> **WHAT TO WORK ON**: Return the exact lines spanning from the line with "Please locate the sky" through the last line of the entries, boundaries included, and no others.

> **Dataset excerpts on object pointing**:
— Begin —
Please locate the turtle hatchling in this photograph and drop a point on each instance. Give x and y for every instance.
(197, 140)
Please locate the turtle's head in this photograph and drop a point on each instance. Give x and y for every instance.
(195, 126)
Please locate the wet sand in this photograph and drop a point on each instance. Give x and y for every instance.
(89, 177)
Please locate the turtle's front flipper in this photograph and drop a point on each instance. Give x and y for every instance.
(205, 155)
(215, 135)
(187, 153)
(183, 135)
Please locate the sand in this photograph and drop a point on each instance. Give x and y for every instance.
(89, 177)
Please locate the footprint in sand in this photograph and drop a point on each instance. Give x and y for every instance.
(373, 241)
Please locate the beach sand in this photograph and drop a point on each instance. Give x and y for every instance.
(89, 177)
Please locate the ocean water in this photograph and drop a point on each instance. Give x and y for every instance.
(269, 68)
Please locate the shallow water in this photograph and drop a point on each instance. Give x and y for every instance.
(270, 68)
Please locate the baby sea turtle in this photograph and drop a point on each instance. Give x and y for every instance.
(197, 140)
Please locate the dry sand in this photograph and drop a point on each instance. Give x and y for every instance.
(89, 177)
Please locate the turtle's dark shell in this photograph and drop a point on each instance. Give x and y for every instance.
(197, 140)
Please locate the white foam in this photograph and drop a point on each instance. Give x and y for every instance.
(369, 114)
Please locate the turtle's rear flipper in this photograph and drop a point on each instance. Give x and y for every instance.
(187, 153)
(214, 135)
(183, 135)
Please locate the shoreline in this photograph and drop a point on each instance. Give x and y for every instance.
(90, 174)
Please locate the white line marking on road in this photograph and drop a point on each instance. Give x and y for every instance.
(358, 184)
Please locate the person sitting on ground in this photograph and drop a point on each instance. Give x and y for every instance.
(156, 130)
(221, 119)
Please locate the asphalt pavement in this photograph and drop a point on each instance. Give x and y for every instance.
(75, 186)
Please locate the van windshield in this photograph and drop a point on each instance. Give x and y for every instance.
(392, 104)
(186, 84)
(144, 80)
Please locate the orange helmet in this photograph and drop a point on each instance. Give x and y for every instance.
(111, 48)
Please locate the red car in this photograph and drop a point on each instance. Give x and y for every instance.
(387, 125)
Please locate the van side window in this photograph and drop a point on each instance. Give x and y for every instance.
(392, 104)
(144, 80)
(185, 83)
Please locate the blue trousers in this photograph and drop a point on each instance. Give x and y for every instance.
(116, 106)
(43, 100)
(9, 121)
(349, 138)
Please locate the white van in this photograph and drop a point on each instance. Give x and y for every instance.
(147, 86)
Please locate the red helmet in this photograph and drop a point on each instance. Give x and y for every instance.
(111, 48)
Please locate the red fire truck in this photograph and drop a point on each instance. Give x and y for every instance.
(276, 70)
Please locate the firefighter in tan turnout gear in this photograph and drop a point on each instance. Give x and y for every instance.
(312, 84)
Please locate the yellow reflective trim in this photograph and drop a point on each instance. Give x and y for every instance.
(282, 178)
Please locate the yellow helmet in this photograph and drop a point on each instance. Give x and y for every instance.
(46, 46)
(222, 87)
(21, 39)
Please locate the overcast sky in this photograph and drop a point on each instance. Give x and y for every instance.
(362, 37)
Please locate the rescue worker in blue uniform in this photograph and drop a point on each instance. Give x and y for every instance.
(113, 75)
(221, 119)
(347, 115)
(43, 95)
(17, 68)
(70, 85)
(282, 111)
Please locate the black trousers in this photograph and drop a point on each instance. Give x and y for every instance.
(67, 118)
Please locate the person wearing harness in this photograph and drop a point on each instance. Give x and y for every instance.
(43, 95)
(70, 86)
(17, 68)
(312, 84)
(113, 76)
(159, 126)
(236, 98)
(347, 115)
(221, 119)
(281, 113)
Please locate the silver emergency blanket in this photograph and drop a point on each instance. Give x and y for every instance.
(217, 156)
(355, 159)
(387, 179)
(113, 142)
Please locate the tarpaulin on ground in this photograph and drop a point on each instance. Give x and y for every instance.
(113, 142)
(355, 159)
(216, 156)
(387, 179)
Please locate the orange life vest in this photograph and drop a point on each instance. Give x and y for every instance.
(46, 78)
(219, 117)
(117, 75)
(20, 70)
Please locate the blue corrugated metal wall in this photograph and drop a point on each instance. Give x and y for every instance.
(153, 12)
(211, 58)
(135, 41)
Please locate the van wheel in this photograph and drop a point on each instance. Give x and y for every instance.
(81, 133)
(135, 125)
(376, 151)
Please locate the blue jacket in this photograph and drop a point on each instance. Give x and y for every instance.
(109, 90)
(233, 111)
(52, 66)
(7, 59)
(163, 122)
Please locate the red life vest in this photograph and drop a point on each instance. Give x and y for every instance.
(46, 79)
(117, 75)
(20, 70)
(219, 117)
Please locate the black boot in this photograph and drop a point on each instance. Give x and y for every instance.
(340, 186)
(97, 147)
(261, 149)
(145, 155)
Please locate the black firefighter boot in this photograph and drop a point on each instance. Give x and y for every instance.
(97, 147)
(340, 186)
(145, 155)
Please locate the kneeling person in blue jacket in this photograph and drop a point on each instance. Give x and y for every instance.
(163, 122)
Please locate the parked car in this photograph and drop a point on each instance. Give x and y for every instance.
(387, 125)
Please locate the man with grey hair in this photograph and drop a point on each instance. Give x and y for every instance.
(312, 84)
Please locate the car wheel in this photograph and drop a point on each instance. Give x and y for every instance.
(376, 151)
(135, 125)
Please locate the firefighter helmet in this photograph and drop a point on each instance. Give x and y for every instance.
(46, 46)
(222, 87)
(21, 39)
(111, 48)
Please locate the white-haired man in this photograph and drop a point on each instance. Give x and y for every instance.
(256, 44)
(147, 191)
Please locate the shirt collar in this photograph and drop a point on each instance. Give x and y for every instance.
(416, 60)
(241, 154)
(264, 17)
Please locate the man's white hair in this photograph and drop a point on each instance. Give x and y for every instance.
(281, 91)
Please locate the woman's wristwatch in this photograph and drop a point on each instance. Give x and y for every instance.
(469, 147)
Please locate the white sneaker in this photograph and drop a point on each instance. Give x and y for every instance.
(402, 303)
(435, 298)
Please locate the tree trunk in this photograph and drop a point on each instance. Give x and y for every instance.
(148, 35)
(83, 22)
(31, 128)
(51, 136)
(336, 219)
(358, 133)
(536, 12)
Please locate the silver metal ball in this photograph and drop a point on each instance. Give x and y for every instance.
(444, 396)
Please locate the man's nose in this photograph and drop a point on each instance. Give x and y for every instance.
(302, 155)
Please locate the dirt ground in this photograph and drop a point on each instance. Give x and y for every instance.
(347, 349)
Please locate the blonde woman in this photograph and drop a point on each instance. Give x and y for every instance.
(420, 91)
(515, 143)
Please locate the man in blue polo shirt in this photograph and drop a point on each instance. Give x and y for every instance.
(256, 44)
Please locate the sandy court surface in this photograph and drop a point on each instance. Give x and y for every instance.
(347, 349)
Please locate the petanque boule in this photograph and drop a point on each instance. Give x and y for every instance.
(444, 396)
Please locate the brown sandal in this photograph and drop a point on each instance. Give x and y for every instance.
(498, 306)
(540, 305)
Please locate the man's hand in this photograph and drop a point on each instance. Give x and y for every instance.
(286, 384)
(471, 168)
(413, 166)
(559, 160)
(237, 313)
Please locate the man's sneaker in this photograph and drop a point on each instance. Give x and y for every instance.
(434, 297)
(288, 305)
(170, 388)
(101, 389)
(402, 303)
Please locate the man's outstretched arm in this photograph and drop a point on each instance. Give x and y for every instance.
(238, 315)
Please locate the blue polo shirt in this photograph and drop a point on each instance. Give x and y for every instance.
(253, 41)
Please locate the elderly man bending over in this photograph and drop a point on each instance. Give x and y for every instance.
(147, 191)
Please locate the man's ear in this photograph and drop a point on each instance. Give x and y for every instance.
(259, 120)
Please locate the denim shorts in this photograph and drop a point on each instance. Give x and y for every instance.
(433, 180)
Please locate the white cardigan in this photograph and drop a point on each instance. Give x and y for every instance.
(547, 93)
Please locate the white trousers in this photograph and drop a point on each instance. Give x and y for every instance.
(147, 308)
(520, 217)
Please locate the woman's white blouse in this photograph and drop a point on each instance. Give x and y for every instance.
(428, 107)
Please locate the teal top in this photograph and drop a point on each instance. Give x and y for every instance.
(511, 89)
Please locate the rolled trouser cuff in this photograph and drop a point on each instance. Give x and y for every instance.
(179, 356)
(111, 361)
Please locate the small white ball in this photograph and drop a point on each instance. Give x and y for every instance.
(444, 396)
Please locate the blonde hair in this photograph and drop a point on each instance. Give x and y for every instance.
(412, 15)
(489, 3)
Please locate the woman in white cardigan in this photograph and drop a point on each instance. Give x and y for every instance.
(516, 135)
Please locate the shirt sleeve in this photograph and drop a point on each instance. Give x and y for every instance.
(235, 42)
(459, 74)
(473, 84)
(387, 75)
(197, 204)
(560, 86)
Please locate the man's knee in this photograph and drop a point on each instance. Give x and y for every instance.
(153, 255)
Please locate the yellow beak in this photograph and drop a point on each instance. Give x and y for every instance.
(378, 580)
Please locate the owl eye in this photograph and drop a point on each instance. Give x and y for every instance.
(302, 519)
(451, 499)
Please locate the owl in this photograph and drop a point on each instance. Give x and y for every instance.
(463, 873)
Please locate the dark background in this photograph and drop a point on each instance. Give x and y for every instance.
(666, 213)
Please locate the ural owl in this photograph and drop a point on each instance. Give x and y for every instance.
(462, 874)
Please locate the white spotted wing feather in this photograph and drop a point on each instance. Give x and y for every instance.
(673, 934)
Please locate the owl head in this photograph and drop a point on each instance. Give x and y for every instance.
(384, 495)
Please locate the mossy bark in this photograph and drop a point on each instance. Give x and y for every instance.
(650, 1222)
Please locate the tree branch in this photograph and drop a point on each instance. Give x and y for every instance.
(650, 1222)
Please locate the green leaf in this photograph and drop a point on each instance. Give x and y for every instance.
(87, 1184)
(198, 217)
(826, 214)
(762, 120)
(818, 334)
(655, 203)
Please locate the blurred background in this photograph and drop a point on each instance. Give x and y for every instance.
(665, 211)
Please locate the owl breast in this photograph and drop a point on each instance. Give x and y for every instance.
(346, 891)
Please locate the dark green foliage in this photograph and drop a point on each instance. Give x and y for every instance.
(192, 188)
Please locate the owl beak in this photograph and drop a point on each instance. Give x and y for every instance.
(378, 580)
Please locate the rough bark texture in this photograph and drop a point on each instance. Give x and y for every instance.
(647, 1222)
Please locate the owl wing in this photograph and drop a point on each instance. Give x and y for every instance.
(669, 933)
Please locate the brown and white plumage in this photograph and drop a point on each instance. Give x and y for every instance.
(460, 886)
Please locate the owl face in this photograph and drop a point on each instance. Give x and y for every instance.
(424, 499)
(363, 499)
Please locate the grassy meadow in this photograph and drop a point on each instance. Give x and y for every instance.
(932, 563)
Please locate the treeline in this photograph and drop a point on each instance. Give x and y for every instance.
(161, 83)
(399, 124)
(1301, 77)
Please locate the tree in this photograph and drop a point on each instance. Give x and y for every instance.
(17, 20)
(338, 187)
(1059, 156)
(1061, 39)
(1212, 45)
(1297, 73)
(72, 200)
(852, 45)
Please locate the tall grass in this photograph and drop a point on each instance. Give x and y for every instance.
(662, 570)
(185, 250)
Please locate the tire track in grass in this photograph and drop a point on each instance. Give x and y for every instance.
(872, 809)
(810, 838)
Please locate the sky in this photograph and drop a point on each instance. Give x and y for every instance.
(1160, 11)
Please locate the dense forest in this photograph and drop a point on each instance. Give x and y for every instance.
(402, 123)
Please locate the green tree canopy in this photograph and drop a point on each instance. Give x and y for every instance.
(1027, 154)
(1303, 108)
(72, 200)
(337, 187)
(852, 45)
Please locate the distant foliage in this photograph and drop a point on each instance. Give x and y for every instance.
— End —
> **TASK SOLUTION**:
Please locate the sky in this photograph and drop a point on each instance. Give x and y for every instance.
(1160, 11)
Please locate the dense forest in this photograph and drop a point on each instance. Give x and y for every instance.
(402, 123)
Please locate the green tree canopy in this photograph and drop a point on each instance. Give x and y for every instance.
(1027, 154)
(1303, 108)
(72, 200)
(337, 187)
(852, 45)
Please locate the distant foliage in this photograph and drop a point on each instance. Give x and y for every instance.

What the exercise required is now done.